── Entries provided

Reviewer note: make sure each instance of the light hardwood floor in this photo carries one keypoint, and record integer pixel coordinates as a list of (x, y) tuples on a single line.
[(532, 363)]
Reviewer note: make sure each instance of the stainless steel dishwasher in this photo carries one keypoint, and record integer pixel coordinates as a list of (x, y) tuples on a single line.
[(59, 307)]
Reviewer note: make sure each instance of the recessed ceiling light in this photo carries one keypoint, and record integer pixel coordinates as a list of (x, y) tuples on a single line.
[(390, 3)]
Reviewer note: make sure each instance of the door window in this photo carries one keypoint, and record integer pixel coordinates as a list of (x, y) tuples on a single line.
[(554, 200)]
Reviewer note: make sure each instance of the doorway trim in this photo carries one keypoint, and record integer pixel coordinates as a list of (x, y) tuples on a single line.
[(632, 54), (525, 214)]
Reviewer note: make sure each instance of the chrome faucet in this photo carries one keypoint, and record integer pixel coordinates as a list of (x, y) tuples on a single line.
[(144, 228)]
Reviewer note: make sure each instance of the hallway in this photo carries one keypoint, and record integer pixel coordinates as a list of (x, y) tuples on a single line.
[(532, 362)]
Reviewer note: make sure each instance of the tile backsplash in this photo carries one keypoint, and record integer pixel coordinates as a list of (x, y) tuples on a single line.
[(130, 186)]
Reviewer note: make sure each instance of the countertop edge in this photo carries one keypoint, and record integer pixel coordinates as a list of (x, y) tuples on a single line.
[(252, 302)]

────

* _To do_
From the records above, extract each line exactly as shown.

* _Task output_
Reviewer note: make sure each instance of the light hardwood floor in this photo carries one keypoint, and record integer pixel coordinates as a list of (x, y) tuples on a single line.
[(532, 363)]
Reviewer note: make sure each instance of the stainless steel dishwasher in this photo carries one keypoint, and record integer pixel coordinates as a list of (x, y) tuples on a single line.
[(59, 307)]
Reviewer note: make sure each instance of the recessed ceiling light in this photo carries one keypoint, and record integer pixel coordinates as a list of (x, y) tuples on a single line.
[(390, 3)]
Reviewer note: make sure each instance of the door window in this photo carries one keypoint, and record integer pixel coordinates as a list of (x, y) tuples on a single line.
[(554, 200)]
Reviewer note: make sure each instance of the doorway trim in this photo carries one keypoint, and record integer pixel coordinates as a list of (x, y) tuples on a single line.
[(632, 54), (525, 214)]
Reviewer note: make sure each instance of the chrome faucet in this photo carries one keypoint, and record integer pixel coordinates as a list of (x, y) tuples on a single line.
[(144, 228)]
Reviewer note: make sure each instance of the hallway in this photo carries one keypoint, and record integer pixel coordinates as a list of (x, y) tuples on a single line.
[(532, 362)]
Reviewer note: make sure each instance of the tile backsplash in this photo carries one keypoint, and record integer pixel coordinates as a list of (x, y) tuples on a single line.
[(130, 186)]
Reviewer note: make sure each instance of the countertop edge in this photo carries one keypoint, and record integer pixel coordinates as a list of (x, y) tuples on a single line.
[(252, 302)]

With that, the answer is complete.